=== PASSAGE SHOWN ===
▬▬▬
MacLean's desire to have more input led him to do postgraduate training in epidemiology and public health at the University of Toronto. That led to a job as medical officer of health for the City of Halifax. But still it wasn't enough.
"I really enjoyed the work, but I found a lot of unanswered questions there too, so I started to do some research. But that's hard to do in a government bureaucracy." And then Dalhousie University came calling, and MacLean was at last able to spend his time looking for the answers to the questions that affect us as a population. He is perhaps best known for his work in heart health and with studies like one completed last year that indicates Americans are faring better than Canadians in preventing, treating, and educating people about high blood pressure.
Now MacLean is heading up SFU's new Institute for Health Research and Education (IHRE), where he continues to explore the policy and education issues that drive him. His aim is to bring together health researchers from all departments to make SFU a multidisciplinary national centre of excellence on health research and education.
At first glance, one might not think of SFU as a potential centre of excellence in health, but MacLean points out that the university has more than 110 researchers who identify themselves as mainstream health researchers. We don't have a medical school but MacLean says that's not a problem.
▬▬▬
=== DATA RECORDS ===
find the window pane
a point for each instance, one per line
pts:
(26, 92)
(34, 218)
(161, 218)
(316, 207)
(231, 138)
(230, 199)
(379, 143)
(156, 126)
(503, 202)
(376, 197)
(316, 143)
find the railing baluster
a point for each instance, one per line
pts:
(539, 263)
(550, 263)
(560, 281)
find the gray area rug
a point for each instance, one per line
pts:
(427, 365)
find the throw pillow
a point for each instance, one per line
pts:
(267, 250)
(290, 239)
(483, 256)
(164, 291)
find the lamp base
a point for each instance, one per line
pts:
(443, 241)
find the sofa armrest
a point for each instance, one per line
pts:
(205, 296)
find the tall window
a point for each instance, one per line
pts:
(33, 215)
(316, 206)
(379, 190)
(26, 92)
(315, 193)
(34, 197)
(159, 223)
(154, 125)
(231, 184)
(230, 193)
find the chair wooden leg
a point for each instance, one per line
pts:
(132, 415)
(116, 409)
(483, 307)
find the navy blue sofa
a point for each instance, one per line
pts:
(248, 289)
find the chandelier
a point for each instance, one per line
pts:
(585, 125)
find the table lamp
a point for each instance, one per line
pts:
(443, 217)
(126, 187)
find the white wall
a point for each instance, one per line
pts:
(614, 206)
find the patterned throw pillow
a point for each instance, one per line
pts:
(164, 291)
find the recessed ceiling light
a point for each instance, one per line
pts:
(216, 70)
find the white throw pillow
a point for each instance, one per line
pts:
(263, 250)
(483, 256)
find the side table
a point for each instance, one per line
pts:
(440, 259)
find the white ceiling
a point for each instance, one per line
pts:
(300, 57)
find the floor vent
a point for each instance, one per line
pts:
▬▬▬
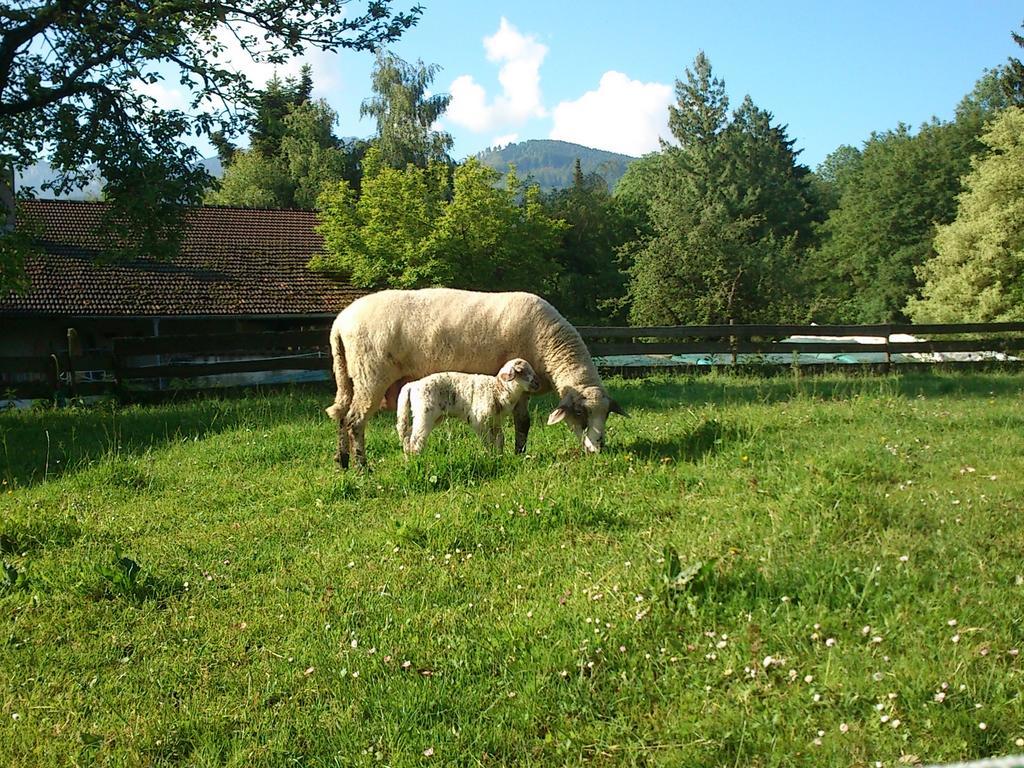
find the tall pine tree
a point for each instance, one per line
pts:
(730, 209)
▬▬▬
=== TO DO ===
**A)** According to the passage about MacLean, how many SFU researchers identify themselves as mainstream health researchers?
**B)** Copy the stretch of the passage about MacLean from "Now MacLean is" through "not a problem.".
**C)** Carry on the passage about MacLean's health research work, starting after its last sentence.

=== TASK RESPONSES ===
**A)** More than 110.

**B)**
Now MacLean is heading up SFU's new Institute for Health Research and Education (IHRE), where he continues to explore the policy and education issues that drive him. His aim is to bring together health researchers from all departments to make SFU a multidisciplinary national centre of excellence on health research and education.
At first glance, one might not think of SFU as a potential centre of excellence in health, but MacLean points out that the university has more than 110 researchers who identify themselves as mainstream health researchers. We don't have a medical school but MacLean says that's not a problem.

**C)**
"There are advantages and disadvantages in being attached to a medical school," he says. "When I came to see what SFU had to offer, I realized that not having a medical school is not an issue. "
IHRE is a strategic initiative by the university to enhance the capacity and infrastructure for research in health and education and to take full advantage of the increasing national and provincial support for research and training. MacLean sees his role as one of trying to find approaches and vehicles to promote interdisciplinary research among the various individuals within different faculties. "One of the issues at SFU is that research is being done in an unconventional configuration and we need to figure out how to deal with that in order to be as effective as we can be."
Health policy should be of critical interest to everyone,
particularly now, says MacLean. "The whole course of our lives is often determined because someone, somewhere put some policy in place. My view is that policy matters, that this is the best country in the world in terms of health care, and that we need to keep it so."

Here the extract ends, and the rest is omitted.